__Requirements__.
1) Name every type of company that the text on Canadian cord cutting says Canadians love to complain about.
2) Carry on the text about Canadian cord cutting, starting right after its final sentence.

__Source extract__.
* * *

As much as Canadians love to complain about Cable, satellite and telephone companies, canuck couch potatoes North of the 49th will not be quite so willing to follow their American counterparts who have left a traditional cable or satellite to watch Internet video exclusively. 

Firstly Canadians don't have as many online video sources that are available stateside.   Netflix one of the Internet's largest providers of movies and TV shows has been in Canada for just a few months.  The selection available from netflix in Canada is just a fraction of what Netflix offers in the United States.  The Internet's other alternative to network programming that specializes in delivering network programming online is still a forbidden fruit in Canada. 

The biggest thorn in the side of all potential Canadian cord cutters is the current over usage based billing, where ISP's want to have through right to charge high bandwidth users (such as people watching HD programming from online sources).  It doesn't help when the major broadband providers also are the cable and telephone companies that see services such as Netflix as a threat to the subscription television services they sell already.

* * *

[Labeled region data excerpts]
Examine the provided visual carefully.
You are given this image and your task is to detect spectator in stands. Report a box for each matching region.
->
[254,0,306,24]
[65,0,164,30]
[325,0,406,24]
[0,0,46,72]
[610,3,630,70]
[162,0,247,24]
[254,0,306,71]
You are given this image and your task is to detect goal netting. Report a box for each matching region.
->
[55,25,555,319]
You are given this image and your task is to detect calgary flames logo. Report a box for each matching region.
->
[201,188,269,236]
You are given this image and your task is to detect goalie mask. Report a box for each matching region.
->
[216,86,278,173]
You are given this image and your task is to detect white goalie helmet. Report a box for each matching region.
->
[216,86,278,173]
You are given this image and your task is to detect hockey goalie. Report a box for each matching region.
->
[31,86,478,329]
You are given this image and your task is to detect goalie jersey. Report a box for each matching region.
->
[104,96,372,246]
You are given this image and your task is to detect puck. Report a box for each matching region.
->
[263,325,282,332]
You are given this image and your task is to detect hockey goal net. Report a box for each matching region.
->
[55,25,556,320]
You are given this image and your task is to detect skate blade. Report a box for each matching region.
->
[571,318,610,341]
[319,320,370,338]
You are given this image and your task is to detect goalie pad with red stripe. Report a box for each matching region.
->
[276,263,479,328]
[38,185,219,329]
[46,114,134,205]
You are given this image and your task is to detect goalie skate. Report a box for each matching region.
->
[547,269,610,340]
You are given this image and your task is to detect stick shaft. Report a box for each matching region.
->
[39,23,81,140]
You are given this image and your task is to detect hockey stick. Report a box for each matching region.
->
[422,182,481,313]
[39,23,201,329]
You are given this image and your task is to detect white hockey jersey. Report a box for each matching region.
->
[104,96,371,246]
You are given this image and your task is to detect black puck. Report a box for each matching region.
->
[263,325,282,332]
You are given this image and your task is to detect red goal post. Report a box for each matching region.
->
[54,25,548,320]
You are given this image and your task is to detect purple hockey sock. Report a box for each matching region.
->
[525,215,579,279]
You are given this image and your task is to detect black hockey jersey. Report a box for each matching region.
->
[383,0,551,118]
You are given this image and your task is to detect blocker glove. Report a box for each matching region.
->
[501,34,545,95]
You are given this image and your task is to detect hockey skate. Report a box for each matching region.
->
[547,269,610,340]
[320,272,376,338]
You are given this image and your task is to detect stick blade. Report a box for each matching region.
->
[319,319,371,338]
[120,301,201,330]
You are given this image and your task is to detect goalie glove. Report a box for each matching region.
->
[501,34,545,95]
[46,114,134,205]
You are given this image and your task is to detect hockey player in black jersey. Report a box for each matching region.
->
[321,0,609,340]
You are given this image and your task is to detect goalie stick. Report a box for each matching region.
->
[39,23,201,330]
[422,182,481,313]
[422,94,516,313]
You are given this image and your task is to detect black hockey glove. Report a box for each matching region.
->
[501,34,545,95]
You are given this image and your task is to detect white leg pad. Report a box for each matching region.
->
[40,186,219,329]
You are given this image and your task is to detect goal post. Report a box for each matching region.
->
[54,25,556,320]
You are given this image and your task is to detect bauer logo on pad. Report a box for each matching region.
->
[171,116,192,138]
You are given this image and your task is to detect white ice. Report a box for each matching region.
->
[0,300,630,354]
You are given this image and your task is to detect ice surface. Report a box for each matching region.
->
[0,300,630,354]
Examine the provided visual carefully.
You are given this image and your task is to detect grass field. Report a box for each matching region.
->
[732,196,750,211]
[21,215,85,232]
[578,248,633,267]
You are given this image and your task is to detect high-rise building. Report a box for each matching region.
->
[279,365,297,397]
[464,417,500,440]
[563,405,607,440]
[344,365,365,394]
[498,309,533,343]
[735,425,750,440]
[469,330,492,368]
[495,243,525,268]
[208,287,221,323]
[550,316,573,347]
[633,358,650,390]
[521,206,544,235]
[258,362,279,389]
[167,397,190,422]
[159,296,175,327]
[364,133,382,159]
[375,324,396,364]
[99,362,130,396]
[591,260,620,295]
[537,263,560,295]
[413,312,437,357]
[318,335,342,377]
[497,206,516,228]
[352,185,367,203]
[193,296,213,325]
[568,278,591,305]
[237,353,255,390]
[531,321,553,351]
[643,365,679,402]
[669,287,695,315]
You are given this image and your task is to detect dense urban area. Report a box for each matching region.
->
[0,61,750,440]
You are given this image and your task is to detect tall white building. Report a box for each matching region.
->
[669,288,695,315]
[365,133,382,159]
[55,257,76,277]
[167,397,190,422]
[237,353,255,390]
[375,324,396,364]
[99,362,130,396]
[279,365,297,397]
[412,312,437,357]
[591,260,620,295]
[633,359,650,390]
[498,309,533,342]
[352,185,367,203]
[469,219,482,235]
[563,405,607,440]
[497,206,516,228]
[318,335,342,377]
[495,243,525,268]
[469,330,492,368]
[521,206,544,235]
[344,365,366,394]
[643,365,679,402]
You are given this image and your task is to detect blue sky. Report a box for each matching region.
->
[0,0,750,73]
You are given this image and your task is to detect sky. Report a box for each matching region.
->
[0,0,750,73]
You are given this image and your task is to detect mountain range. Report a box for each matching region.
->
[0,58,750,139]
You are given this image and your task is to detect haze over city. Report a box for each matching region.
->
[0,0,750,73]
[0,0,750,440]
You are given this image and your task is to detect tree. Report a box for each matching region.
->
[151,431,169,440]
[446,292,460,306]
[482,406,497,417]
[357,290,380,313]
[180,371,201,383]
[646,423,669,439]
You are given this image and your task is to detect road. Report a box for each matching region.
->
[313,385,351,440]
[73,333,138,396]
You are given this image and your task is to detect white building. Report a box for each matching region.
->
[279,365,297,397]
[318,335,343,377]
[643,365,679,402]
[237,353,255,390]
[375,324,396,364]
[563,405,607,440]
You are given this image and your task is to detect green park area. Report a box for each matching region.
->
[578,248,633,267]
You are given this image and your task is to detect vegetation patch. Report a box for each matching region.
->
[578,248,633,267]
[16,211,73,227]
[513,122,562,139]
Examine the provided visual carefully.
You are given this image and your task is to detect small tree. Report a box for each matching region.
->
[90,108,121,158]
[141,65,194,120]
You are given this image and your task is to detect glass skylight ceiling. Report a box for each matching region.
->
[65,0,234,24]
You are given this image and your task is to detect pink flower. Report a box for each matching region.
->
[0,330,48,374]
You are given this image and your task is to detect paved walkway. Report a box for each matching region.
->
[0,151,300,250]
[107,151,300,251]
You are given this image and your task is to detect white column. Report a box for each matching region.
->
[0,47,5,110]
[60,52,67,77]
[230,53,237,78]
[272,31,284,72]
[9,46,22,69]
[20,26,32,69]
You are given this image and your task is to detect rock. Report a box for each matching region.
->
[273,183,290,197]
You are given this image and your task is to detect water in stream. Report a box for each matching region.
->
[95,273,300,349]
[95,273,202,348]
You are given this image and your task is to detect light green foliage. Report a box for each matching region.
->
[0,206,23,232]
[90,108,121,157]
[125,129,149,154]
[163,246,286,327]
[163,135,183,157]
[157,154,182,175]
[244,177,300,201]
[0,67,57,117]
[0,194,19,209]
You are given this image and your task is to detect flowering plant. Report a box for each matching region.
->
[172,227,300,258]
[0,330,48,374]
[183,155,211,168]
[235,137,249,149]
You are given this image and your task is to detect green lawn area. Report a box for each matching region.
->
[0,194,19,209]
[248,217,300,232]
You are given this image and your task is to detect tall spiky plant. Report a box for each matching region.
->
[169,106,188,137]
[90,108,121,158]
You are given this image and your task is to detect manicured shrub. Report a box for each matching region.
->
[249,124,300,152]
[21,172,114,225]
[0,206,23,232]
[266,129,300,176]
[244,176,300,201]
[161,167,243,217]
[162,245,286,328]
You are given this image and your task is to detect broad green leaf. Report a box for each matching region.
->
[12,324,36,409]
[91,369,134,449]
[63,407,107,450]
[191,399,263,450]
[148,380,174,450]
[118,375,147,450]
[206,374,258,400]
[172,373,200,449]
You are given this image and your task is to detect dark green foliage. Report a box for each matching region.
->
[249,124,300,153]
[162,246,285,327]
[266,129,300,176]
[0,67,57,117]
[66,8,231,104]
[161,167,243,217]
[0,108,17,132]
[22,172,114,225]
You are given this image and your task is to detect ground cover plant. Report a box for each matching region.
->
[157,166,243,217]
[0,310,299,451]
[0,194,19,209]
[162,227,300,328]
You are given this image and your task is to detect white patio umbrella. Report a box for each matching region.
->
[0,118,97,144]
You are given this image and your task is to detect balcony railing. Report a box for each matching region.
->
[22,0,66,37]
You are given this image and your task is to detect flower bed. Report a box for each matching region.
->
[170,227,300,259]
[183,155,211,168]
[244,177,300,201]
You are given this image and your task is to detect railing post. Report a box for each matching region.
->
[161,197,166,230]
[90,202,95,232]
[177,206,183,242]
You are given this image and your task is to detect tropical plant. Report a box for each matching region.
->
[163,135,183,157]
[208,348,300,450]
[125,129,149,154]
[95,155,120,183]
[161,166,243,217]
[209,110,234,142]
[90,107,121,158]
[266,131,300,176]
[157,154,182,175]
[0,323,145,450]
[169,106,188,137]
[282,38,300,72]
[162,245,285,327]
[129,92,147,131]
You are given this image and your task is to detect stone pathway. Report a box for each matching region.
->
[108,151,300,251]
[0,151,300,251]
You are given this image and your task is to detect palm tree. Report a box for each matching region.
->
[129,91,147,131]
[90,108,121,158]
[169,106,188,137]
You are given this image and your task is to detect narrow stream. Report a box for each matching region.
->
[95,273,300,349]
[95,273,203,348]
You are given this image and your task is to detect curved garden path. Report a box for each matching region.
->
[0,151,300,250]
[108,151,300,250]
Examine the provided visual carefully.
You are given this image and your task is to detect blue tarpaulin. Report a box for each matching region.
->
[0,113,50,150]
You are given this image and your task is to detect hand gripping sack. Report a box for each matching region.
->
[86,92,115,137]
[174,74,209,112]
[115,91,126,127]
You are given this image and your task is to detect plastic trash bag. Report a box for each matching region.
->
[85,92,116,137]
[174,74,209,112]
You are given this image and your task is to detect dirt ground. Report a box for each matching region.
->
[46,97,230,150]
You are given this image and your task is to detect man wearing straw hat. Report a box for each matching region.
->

* * *

__Written responses__.
1) Cable companies, satellite companies and telephone companies.

2)
One additional factor that is making cord cutting unattractive to Canadians is the lackluster commitment to high definition broadcasting on the part of Canada's broadcast networks.  HD programming over the air is only available in about half a dozen markets.  This is sure to improve after the deadline to switch to digital broadcasting on August 31st.  Two of Canada's broadcast networks are owned by a cable company and a telephone company, there is a vested interest to keep over the air viewers watching snowy analog pictures.

The cord cutting trend is freeing people from the few large companies that control media and telecommunications.  The problem in Canada is that these companies has so much control that it is practically impossible to experience the freedom to watch what you want to watch not what cable, satellite or telephone company will let you watch.

Tuesday, February 8, 2011

Should App Store Games Need ESRB Ratings?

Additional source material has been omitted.